◆ Text excerpt
New Plan in Ending South Sudan Conflict

South Sudan former political detainees welcomed home in Juba


South Sudan former political detainees welcomed home in Juba
South Sudan former political detainees welcomed home in Juba


  • Regional powers have unveiled a plan to draw a deal between South Sudan warring parties.
  • Kenya is among  countries forging a new plan to end ongoing South Sudan conflict.
  • The fresh bid to end 17 months of civil war in South Sudan was launched by regional powers on Monday 3rd with a push to reconcile the country’s president and rebel leader.


The latest peace plan involves the return to South Sudan’s capital Juba of a group of former political detainees, arrested by government forces as the civil war began in December 2013 and released to Kenya weeks later.

◆ Directives
a: Please repeat the South Sudan article word for word, everything from "New Plan in" down to "Sudan warring parties.".
b: Answer these questions using the South Sudan article:
(i) How many months of civil war had South Sudan seen when the fresh bid was launched?
(ii) In what month and year did the civil war begin?
(iii) To which country were the former political detainees released?

◆ Given records

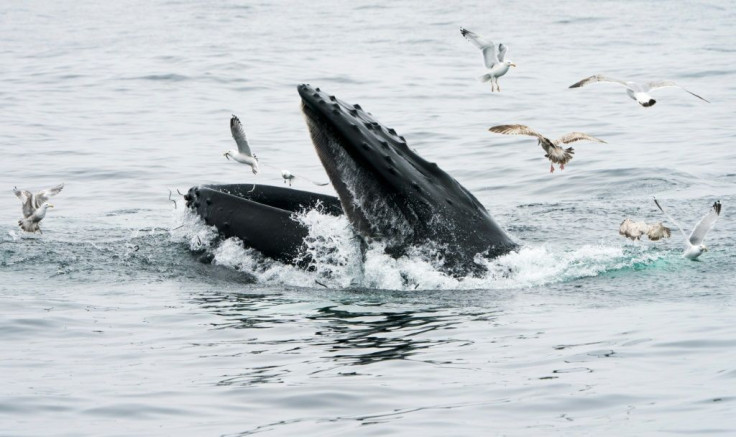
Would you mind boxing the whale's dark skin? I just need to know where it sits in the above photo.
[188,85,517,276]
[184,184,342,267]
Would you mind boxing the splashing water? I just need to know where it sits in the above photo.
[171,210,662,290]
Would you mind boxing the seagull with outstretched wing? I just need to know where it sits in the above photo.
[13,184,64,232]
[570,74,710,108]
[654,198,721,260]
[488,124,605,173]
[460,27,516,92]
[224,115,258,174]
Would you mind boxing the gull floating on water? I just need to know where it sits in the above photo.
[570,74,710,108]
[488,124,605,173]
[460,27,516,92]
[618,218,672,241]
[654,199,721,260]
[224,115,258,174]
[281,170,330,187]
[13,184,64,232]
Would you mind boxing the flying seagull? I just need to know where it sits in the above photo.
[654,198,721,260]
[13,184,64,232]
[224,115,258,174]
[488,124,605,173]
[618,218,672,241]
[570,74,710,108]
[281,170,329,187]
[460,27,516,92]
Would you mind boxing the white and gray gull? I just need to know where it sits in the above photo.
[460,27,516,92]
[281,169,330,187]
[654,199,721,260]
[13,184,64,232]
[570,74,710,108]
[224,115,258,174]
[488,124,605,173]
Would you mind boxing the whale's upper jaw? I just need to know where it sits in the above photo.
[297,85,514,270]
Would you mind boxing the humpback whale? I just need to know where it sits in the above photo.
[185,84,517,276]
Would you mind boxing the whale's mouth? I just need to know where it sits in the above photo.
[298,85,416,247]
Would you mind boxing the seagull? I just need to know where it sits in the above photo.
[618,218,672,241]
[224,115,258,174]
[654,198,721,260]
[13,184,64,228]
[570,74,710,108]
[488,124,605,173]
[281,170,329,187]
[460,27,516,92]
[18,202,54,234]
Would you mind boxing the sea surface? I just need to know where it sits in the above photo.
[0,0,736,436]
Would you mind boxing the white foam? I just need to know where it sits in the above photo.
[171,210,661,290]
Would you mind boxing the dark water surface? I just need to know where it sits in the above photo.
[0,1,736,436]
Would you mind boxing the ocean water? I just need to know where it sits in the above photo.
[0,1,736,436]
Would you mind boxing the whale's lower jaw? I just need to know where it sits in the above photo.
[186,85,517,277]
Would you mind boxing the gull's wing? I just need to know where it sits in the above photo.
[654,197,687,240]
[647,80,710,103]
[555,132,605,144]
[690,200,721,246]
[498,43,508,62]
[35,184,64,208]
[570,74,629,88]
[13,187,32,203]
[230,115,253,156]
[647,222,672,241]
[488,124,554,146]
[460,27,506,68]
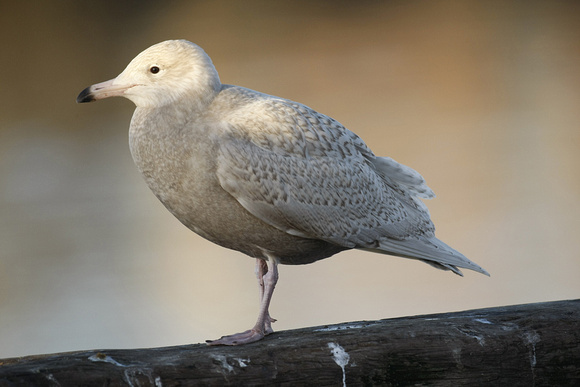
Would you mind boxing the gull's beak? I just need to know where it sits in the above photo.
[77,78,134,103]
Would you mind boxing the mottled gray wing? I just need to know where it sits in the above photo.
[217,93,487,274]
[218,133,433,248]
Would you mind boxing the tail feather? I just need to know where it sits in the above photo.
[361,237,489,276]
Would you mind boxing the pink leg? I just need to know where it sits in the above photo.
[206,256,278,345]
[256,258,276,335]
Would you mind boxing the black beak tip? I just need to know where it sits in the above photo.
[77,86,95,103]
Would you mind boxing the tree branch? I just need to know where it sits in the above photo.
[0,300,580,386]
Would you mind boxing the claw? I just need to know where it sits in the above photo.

◆ Expected outputs
a:
New Plan in Ending South Sudan Conflict

South Sudan former political detainees welcomed home in Juba


South Sudan former political detainees welcomed home in Juba
South Sudan former political detainees welcomed home in Juba


  • Regional powers have unveiled a plan to draw a deal between South Sudan warring parties.

b:
(i) 17 months
(ii) December 2013
(iii) Kenya